■ **Objective**: Below are some entries. Output each one exactly as it appears.

★ ★ ★ ★

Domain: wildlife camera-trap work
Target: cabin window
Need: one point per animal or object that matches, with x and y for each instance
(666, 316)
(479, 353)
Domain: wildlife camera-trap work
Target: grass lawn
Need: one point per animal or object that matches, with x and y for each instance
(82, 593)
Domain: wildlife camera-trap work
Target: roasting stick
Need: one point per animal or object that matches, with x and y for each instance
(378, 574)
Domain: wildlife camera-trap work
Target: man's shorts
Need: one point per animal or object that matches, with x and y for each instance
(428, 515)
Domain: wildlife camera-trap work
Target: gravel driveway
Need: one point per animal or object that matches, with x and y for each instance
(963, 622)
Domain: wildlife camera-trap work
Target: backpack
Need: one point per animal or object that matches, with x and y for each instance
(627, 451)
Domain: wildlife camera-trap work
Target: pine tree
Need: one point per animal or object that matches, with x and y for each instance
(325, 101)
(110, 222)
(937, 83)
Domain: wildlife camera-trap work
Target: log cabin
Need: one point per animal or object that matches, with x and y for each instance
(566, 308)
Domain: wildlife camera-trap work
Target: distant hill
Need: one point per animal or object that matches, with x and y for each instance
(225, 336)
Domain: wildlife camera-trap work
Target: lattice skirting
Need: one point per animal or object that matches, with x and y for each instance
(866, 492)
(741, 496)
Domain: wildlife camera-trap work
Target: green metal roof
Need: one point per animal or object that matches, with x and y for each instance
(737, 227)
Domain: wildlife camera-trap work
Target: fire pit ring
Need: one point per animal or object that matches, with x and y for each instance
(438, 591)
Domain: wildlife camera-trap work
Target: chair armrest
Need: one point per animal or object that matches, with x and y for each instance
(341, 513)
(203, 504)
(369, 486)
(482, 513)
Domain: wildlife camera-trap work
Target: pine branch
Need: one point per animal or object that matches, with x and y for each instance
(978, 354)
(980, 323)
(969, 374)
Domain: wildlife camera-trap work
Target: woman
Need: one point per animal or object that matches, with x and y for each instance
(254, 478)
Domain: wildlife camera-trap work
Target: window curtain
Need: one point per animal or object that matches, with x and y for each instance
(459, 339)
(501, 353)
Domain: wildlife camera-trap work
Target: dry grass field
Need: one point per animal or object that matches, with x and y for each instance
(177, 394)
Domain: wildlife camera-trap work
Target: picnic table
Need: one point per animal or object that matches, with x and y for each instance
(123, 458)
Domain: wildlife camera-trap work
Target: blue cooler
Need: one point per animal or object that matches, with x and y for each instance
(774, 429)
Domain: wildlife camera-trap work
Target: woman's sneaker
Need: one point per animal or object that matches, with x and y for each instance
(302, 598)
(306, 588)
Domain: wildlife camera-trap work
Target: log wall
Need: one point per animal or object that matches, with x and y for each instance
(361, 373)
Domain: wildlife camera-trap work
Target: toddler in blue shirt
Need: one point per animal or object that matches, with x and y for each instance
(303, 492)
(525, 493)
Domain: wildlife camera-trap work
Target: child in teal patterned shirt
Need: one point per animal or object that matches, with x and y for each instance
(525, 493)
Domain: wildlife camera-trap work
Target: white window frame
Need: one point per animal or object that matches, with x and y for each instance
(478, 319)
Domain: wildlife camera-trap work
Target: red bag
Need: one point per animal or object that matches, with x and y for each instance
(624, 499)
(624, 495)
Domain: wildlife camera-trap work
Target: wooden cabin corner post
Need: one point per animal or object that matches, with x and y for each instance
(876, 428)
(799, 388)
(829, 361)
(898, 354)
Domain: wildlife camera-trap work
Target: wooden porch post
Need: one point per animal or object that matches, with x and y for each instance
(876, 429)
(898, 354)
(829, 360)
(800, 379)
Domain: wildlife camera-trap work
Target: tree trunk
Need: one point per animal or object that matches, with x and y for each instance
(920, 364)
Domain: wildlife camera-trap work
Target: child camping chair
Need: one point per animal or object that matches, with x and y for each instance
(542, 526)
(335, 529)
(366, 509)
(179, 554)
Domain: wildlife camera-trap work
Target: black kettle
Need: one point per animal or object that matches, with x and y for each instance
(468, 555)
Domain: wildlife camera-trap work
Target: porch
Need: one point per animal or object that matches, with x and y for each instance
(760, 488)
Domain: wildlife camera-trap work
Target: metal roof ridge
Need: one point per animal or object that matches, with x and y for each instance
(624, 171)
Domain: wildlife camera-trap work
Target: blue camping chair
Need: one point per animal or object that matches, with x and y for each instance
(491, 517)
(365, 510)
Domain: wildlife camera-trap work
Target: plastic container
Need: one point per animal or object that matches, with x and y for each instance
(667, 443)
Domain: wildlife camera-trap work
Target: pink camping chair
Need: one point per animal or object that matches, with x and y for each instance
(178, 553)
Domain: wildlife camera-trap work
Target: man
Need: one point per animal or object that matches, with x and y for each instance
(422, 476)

★ ★ ★ ★

■ **Full answer**:
Domain: wildlife camera-trap work
Target: cabin window
Need: one point per animal or object that matches, with x and y for each instance
(666, 316)
(479, 353)
Domain: wildlife camera-trap work
Target: grass lawn
Need: one point per animal or object that matches, with x and y for each instance
(82, 593)
Domain: wildlife camera-trap work
Target: roasting stick
Need: one point per animal or object that matches, with x and y for each instance
(378, 574)
Domain: wildlife camera-trap work
Target: man's shorts
Need: one point per animal or object that matches, with x and y for each instance
(428, 515)
Domain: wildlife camera-trap work
Target: gravel driveway
Need: one point per animal or object that matches, with x and y for each instance
(963, 622)
Domain: wildlife camera-trap work
Target: backpack
Need: one point per animal or object that matches, with x and y for each instance
(627, 451)
Domain: wildlife camera-trap work
Target: pine tree
Need: one point per animal or object that matches, with x and y for each instance
(325, 101)
(110, 222)
(937, 83)
Domain: wildlife camera-trap work
Target: log cabin
Need: one point per animal or object that matches, with x and y for each instance
(566, 308)
Domain: wildlife camera-trap work
Target: distant hill
Need: one point per animal or object that matches, with x and y for each instance
(225, 336)
Domain: wildlife camera-trap work
Target: lattice skirting
Need: one point per animal or object that matches, with x and y for each instance
(866, 492)
(741, 496)
Domain: wildlife camera-trap work
Target: green metal roof
Need: one point per animal or object that matches, with x and y for each instance
(737, 227)
Domain: wildlife camera-trap work
Target: fire pit ring
Need: one point per animal or object that matches, with x and y for each instance
(438, 591)
Domain: wildlife camera-trap work
Target: chair armrest
Need: one point per animal or object that matches, with x and y for each instance
(341, 513)
(203, 504)
(369, 486)
(482, 513)
Domain: wildlife camera-trap work
Target: pine branch
Need: one point per animal or object that matches, with x and y for each instance
(978, 354)
(980, 323)
(969, 374)
Domain: wildlife camera-trap work
Target: woman
Need: one point per animal or object that matches, with x and y for each instance
(254, 478)
Domain: wildlife camera-trap work
Target: window curtain
Need: one point per animal or object that matches, with x and y for each instance
(459, 339)
(501, 353)
Domain: wildlife camera-trap work
Target: dry grass field
Need: one point per animal or object that matches, with x and y for each instance
(177, 394)
Domain: wildlife camera-trap work
Target: picnic table
Need: one point per animal or object that matches, with x and y for each instance
(123, 458)
Domain: wildlife camera-trap work
Target: blue cooler
Need: one point per animal or object that matches, with x and y for each instance
(774, 429)
Domain: wildlife camera-trap work
Target: woman's sneaker
Need: one point per animal or object that matches, with x and y for each instance
(302, 598)
(306, 588)
Domain: wildlife camera-trap work
Target: log wall
Need: one point per animal or object that matches, with x and y for each instance
(361, 373)
Domain: wildlife camera-trap work
Target: toddler in blue shirt
Need: one point per animal or object that matches, with x and y for each instance
(303, 492)
(525, 493)
Domain: wildlife camera-trap work
Target: child in teal patterned shirt
Need: one point per animal or object that matches, with x and y for each instance
(525, 493)
Domain: wildlife camera-trap work
Target: white window frame
Need: one point per animal or object that matches, with x and y for each instance
(478, 319)
Domain: wildlife camera-trap work
Target: red bag
Need: one point per animal or object that matches, with x and y for each instance
(624, 499)
(624, 495)
Domain: wildlife camera-trap work
Target: wooden cabin corner post
Need: one point per animal or object that matches, with x and y for each instance
(876, 428)
(799, 388)
(829, 361)
(898, 354)
Domain: wildlife camera-trap work
Target: wooden porch post
Need: one point per animal or object that matches, with x and y for each instance
(876, 429)
(898, 354)
(829, 360)
(800, 379)
Domain: wildlife camera-trap work
Target: tree trunk
Need: one point per animal or object that matches, with x and y for each instance
(920, 364)
Domain: wildlife camera-trap work
Target: child camping chair
Need: one point per animal or object that matches, with x and y for each instance
(542, 526)
(335, 529)
(366, 509)
(179, 554)
Domain: wildlife camera-trap work
Target: black kettle
Need: one point per animal or object that matches, with x and y for each instance
(468, 555)
Domain: wildlife camera-trap work
Target: porch
Need: one point per animal or object that matches, with x and y for each instance
(760, 488)
Domain: wildlife camera-trap work
Target: metal roof ridge
Need: one point per animal or object that matches, with x and y for each instance
(624, 171)
Domain: wildlife camera-trap work
Target: blue camping chair
Need: one point per animal or object that matches, with x and y for each instance
(491, 517)
(365, 510)
Domain: wildlife camera-trap work
Target: plastic container
Need: one point per animal or object that matches, with x and y for each instance
(667, 443)
Domain: wildlife camera-trap work
Target: pink camping chair
Need: one point per animal or object that matches, with x and y for each instance
(178, 553)
Domain: wildlife camera-trap work
Target: man
Need: one point per animal or object that matches, with x and y for each instance
(422, 476)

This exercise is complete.